* [WHAT TO DO]
Copy the entries below word for word, starting at the line containing "of the otter's" and ending at the line containing "<point>320,184</point>", with both of those lines included. Leave out any pictures.

## start ITEMS

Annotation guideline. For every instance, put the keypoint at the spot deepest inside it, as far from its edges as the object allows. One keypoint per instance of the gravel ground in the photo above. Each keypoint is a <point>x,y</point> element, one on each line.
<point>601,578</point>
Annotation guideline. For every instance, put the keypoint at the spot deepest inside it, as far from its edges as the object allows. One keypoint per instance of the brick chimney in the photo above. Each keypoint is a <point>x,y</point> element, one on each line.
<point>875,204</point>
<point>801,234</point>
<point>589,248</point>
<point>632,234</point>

## end ITEMS
## start ITEMS

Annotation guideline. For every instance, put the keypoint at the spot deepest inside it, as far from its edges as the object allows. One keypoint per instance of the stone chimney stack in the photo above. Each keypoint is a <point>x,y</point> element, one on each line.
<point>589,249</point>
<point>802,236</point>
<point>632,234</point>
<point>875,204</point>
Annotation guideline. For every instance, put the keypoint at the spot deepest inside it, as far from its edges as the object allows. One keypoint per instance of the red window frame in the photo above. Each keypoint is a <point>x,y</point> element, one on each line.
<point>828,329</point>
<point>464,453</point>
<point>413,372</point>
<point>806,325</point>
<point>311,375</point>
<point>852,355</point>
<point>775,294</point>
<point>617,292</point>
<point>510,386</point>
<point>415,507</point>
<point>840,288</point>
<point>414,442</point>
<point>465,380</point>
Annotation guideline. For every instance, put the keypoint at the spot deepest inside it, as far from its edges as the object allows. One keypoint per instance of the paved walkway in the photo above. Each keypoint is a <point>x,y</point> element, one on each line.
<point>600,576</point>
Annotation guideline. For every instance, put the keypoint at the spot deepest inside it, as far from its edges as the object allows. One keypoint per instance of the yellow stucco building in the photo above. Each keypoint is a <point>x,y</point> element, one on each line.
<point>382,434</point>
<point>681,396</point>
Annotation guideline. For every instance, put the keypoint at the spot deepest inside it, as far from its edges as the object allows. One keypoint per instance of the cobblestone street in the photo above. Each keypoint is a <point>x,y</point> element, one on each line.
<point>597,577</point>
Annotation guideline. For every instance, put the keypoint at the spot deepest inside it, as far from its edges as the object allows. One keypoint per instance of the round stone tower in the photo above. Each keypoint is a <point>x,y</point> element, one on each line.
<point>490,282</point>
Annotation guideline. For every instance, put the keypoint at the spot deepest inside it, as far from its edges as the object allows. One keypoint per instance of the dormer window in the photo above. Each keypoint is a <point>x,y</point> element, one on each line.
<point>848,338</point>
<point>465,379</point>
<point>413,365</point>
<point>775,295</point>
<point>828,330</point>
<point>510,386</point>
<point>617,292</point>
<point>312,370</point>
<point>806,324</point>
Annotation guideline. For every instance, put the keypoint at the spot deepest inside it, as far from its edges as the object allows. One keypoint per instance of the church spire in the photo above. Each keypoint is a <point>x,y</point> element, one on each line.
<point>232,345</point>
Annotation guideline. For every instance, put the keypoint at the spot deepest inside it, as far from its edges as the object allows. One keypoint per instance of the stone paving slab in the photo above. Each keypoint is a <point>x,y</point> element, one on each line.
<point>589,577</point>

## end ITEMS
## start ITEMS

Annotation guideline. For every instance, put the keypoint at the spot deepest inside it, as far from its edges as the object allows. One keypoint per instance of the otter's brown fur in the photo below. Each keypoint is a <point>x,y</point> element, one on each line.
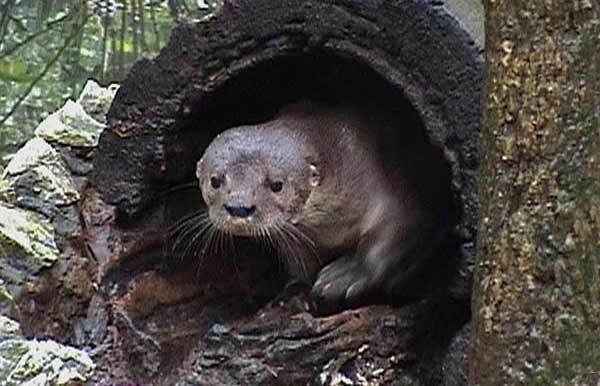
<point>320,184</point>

## end ITEMS

* [TASK RESULT]
Annotation guideline. For every instance, put the keypoint at the spot deepest inside it, as far from its edges as the object allows. One keypoint per instance of the otter's brown fur in the photo below. Each keypoint is a <point>x,y</point> element, one on each line.
<point>320,184</point>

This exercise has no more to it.